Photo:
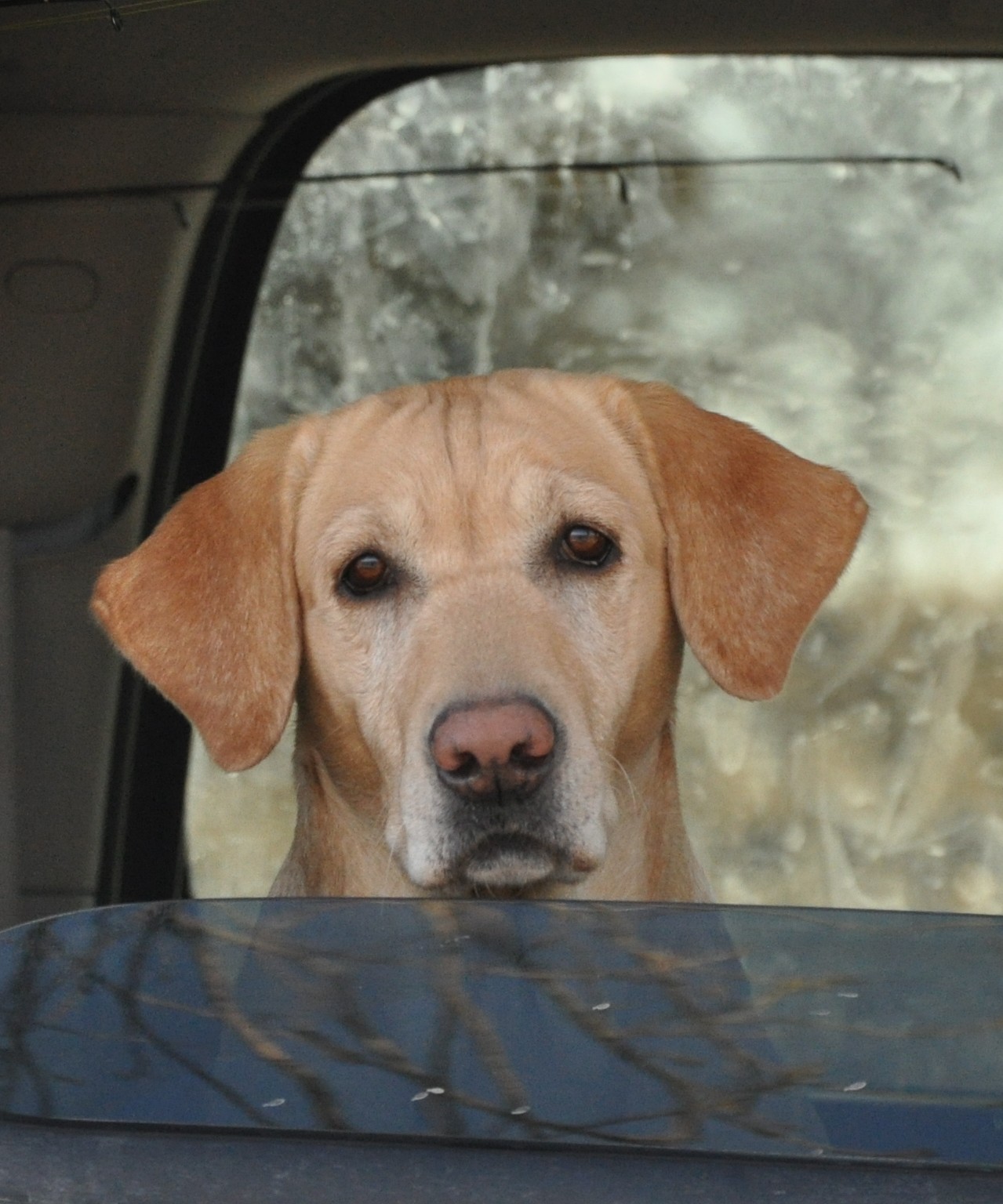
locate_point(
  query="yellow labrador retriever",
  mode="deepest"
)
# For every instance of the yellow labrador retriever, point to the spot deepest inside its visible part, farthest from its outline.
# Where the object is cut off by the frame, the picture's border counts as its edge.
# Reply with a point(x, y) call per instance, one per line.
point(477, 591)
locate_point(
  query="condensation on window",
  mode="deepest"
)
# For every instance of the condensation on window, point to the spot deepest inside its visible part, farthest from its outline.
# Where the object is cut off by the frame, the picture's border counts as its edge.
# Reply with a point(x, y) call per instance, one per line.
point(813, 246)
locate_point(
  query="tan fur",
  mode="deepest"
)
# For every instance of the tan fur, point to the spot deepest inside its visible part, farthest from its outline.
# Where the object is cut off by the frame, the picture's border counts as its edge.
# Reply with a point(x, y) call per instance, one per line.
point(233, 607)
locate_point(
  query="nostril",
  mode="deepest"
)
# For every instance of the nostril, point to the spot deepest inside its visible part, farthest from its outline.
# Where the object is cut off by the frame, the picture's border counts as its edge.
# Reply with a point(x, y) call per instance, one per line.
point(465, 765)
point(494, 748)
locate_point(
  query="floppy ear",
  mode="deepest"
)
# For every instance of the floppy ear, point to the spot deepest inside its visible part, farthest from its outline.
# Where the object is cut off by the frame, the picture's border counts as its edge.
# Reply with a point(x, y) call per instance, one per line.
point(757, 539)
point(207, 607)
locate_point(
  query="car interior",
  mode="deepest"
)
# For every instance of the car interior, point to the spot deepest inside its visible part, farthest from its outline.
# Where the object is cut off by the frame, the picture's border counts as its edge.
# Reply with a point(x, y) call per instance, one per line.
point(216, 216)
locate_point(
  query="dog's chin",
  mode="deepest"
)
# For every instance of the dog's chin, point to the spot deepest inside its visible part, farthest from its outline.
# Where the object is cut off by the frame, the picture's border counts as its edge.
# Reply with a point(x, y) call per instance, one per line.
point(508, 865)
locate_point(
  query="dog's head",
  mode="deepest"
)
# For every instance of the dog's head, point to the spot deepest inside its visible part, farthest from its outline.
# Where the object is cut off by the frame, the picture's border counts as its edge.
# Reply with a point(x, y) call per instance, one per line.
point(476, 589)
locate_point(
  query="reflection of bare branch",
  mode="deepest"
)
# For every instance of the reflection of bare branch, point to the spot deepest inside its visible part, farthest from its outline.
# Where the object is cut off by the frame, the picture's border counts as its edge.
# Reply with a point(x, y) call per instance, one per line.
point(449, 981)
point(317, 1090)
point(697, 1038)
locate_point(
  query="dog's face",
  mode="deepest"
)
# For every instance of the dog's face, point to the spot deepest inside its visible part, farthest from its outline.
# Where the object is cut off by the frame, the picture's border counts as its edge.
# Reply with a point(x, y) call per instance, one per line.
point(470, 564)
point(478, 590)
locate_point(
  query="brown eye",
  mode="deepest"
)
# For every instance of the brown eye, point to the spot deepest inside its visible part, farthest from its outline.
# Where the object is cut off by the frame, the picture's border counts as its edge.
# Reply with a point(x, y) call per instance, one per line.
point(585, 546)
point(365, 575)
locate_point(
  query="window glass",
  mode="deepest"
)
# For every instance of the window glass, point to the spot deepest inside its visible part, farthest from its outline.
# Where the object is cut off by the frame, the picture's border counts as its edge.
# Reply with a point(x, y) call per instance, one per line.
point(809, 245)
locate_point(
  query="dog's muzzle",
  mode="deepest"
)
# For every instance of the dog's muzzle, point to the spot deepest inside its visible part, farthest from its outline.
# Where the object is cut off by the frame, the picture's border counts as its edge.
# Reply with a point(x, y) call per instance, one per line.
point(496, 760)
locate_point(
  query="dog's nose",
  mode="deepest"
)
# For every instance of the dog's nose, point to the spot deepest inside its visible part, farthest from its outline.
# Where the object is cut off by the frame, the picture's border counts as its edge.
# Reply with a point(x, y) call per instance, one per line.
point(494, 750)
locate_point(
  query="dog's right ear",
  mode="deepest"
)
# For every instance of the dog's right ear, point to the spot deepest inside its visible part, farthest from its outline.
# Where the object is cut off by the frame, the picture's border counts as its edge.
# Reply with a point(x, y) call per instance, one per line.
point(207, 607)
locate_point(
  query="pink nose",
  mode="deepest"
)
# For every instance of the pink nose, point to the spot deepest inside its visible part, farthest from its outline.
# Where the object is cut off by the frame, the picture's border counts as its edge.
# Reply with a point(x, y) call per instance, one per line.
point(494, 750)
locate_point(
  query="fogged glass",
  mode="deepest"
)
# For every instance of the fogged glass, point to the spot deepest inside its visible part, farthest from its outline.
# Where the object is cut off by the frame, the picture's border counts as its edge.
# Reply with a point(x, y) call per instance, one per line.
point(811, 246)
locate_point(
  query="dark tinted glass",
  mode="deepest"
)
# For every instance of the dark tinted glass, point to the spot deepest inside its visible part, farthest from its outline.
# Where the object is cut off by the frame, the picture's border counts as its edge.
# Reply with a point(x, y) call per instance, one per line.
point(790, 1032)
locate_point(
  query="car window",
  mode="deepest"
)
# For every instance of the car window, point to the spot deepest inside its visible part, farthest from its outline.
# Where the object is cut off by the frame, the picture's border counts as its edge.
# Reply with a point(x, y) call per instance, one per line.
point(807, 245)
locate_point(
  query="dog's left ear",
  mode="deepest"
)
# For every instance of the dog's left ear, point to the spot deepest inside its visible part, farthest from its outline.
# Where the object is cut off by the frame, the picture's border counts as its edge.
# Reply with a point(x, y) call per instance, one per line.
point(757, 537)
point(207, 607)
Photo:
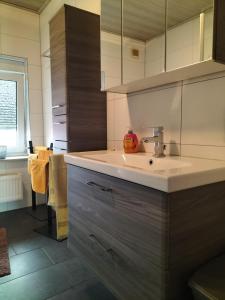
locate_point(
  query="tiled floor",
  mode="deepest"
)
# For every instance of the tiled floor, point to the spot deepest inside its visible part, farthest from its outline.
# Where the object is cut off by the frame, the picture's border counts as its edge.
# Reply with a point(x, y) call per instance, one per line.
point(42, 268)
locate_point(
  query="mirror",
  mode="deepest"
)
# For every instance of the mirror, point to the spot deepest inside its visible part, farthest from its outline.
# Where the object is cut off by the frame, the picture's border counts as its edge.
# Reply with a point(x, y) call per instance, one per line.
point(143, 44)
point(189, 36)
point(111, 43)
point(143, 38)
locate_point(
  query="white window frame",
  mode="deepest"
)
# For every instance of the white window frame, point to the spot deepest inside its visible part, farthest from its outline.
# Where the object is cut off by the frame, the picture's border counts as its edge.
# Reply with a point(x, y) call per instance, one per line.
point(19, 78)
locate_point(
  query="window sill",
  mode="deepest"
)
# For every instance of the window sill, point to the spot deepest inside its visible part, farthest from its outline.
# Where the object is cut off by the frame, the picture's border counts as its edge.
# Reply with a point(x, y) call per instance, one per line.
point(22, 157)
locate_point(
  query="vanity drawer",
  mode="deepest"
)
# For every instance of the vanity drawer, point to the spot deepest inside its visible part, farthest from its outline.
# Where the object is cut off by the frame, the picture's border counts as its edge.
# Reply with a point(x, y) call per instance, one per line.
point(60, 128)
point(121, 210)
point(122, 275)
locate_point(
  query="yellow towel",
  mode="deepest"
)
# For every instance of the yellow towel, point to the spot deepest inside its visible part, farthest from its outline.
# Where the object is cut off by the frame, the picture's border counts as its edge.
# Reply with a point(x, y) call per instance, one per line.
point(58, 193)
point(39, 175)
point(34, 155)
point(44, 154)
point(30, 158)
point(38, 167)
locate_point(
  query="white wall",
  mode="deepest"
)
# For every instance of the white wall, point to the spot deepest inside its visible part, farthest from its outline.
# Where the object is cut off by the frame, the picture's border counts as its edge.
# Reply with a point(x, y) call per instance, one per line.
point(45, 17)
point(20, 36)
point(192, 113)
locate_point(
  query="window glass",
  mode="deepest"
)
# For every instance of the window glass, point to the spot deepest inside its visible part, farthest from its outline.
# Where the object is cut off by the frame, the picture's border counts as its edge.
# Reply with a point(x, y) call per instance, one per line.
point(13, 106)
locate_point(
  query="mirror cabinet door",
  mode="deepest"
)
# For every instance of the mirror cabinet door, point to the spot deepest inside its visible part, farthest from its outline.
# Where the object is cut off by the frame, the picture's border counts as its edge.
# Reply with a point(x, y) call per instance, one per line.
point(189, 35)
point(143, 43)
point(111, 43)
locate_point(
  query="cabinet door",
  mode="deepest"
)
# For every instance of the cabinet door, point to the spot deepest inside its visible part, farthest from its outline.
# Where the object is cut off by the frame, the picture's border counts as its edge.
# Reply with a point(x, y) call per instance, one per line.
point(189, 36)
point(111, 33)
point(143, 43)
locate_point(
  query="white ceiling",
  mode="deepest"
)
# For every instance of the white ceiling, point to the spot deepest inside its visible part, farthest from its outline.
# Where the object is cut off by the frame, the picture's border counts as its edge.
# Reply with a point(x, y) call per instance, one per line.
point(33, 5)
point(145, 19)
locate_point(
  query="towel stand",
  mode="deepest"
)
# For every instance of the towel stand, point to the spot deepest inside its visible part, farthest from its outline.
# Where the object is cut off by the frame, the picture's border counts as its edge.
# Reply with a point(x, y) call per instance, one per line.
point(48, 229)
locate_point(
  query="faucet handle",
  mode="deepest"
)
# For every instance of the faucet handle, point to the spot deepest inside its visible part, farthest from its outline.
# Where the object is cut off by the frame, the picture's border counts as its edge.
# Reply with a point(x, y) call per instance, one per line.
point(157, 130)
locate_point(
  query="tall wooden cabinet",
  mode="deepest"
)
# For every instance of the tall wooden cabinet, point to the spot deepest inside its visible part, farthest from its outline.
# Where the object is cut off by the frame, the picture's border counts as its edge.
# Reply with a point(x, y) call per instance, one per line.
point(78, 105)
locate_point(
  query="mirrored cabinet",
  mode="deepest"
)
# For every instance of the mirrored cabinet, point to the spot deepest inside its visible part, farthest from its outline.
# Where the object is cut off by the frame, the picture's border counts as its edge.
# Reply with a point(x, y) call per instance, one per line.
point(148, 43)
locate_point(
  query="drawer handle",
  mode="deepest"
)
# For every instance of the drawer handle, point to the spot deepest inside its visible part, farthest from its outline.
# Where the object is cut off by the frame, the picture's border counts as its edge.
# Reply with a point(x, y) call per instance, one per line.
point(101, 187)
point(58, 106)
point(59, 123)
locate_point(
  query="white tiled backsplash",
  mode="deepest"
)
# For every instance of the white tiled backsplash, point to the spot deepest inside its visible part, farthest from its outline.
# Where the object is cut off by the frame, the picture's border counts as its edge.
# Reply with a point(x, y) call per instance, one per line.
point(191, 112)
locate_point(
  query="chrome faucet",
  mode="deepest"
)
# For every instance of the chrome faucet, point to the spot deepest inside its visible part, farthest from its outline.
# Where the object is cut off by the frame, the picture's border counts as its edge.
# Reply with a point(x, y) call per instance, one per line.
point(157, 139)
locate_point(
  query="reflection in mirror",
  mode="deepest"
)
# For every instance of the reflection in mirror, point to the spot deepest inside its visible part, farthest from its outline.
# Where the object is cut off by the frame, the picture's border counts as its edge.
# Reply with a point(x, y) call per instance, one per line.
point(111, 43)
point(143, 38)
point(189, 37)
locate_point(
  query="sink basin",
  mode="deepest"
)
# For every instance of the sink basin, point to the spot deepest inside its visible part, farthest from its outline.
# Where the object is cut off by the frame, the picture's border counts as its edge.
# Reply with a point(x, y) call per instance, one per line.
point(139, 161)
point(168, 174)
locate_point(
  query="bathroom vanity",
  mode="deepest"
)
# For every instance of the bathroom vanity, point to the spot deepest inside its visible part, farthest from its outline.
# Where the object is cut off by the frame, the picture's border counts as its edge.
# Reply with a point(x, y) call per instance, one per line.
point(143, 224)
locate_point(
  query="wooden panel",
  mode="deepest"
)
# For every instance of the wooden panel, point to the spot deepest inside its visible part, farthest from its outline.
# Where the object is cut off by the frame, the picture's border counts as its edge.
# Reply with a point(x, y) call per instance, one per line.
point(100, 227)
point(83, 50)
point(158, 239)
point(75, 52)
point(114, 206)
point(219, 31)
point(197, 233)
point(87, 115)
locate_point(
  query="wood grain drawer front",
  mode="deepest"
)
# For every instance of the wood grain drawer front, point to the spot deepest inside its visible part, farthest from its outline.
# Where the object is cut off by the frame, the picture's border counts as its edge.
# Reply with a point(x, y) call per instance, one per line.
point(60, 128)
point(122, 210)
point(119, 274)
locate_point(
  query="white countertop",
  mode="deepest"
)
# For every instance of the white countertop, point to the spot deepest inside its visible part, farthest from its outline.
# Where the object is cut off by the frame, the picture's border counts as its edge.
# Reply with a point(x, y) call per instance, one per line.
point(168, 174)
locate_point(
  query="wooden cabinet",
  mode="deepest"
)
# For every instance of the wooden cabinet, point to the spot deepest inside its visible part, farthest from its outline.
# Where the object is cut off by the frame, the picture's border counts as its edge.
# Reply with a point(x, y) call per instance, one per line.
point(143, 243)
point(78, 105)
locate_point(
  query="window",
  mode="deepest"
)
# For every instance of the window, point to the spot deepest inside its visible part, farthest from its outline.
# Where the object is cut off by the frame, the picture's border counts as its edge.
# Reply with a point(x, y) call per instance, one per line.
point(12, 107)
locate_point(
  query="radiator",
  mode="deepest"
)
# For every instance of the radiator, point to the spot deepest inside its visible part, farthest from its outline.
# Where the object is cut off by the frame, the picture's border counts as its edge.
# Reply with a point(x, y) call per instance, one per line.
point(11, 187)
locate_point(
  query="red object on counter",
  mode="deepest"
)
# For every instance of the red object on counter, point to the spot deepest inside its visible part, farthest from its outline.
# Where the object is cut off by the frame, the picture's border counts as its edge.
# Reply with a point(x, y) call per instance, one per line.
point(130, 142)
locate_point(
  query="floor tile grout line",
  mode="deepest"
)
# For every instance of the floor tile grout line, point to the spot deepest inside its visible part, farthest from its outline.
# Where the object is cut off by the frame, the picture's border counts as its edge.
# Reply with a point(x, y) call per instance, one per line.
point(22, 276)
point(49, 257)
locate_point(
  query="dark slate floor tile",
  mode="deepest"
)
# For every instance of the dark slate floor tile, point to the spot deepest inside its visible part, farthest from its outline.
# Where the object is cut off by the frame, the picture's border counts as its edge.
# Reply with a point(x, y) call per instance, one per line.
point(17, 222)
point(40, 285)
point(31, 241)
point(77, 271)
point(87, 291)
point(58, 254)
point(26, 263)
point(11, 251)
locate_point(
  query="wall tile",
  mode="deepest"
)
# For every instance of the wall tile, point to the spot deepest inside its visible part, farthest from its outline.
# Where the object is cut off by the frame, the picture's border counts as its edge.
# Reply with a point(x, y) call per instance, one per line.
point(34, 77)
point(204, 113)
point(121, 117)
point(19, 23)
point(35, 100)
point(36, 125)
point(157, 108)
point(110, 119)
point(21, 47)
point(202, 151)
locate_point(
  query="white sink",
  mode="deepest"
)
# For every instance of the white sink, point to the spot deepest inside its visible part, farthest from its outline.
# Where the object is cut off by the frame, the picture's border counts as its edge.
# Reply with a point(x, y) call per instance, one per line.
point(140, 161)
point(168, 174)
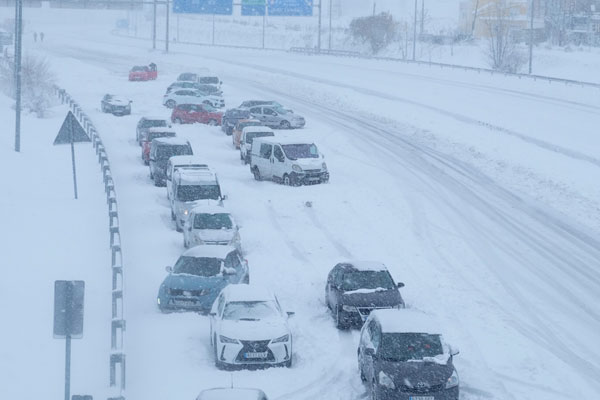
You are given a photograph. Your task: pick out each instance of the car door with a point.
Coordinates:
(278, 163)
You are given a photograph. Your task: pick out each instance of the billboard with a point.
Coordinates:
(220, 7)
(288, 8)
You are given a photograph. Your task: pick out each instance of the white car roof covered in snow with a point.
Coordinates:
(367, 265)
(257, 129)
(209, 251)
(173, 141)
(210, 209)
(245, 292)
(405, 321)
(194, 176)
(231, 394)
(187, 160)
(283, 140)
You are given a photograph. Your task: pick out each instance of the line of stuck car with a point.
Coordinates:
(401, 352)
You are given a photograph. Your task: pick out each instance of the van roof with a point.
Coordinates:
(283, 140)
(405, 321)
(257, 129)
(175, 141)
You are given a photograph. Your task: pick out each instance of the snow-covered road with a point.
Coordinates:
(438, 174)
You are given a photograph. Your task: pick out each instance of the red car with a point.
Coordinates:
(143, 73)
(190, 113)
(146, 138)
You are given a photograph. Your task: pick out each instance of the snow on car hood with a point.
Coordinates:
(218, 235)
(310, 163)
(263, 329)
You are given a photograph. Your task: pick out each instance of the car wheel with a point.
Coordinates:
(339, 322)
(286, 180)
(256, 173)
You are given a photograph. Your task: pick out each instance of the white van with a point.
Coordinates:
(290, 161)
(249, 133)
(192, 187)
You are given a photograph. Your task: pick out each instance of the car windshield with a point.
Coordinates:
(199, 266)
(409, 346)
(296, 151)
(156, 135)
(367, 280)
(209, 79)
(154, 123)
(172, 150)
(198, 192)
(250, 310)
(251, 135)
(212, 221)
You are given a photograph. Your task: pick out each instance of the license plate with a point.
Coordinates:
(262, 354)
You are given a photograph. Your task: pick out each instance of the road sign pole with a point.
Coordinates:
(67, 367)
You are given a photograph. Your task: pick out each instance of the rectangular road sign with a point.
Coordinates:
(289, 8)
(68, 309)
(220, 7)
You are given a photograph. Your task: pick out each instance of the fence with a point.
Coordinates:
(117, 326)
(343, 53)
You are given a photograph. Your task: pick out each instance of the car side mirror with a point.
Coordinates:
(454, 351)
(369, 351)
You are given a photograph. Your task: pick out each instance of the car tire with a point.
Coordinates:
(339, 322)
(256, 173)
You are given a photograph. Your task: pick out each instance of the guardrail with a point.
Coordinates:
(117, 326)
(344, 53)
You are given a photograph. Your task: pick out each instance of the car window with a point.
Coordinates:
(278, 153)
(265, 150)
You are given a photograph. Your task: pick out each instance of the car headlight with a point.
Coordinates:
(284, 338)
(386, 381)
(452, 381)
(225, 339)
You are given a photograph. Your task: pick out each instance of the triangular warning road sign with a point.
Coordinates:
(71, 130)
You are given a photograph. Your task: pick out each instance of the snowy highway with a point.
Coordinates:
(441, 180)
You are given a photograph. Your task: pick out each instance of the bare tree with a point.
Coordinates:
(502, 48)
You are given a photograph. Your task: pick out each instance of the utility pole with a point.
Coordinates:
(167, 35)
(154, 26)
(330, 11)
(415, 34)
(17, 63)
(531, 38)
(319, 33)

------------------------

_Short exercise_
Through the last line of the entries above, beginning at the line containing "warning road sign with a point.", transcribe each line exactly, both ends included and nothing more.

_Result for this task_
You are given a photograph. Your task: pick out each instance of the triangular warning road sign with a point.
Coordinates:
(71, 130)
You are given a photograph. Your task: pick out each instance of the snowy highway with a point.
Coordinates:
(441, 180)
You are given a photograph. Your task: pick out each instance of the bare tree with a point.
Coordinates:
(502, 48)
You are given a photograph. Your task: pick out each instance of the utility pole with a point.
Coordinates:
(167, 35)
(154, 26)
(330, 11)
(415, 34)
(17, 63)
(531, 38)
(319, 33)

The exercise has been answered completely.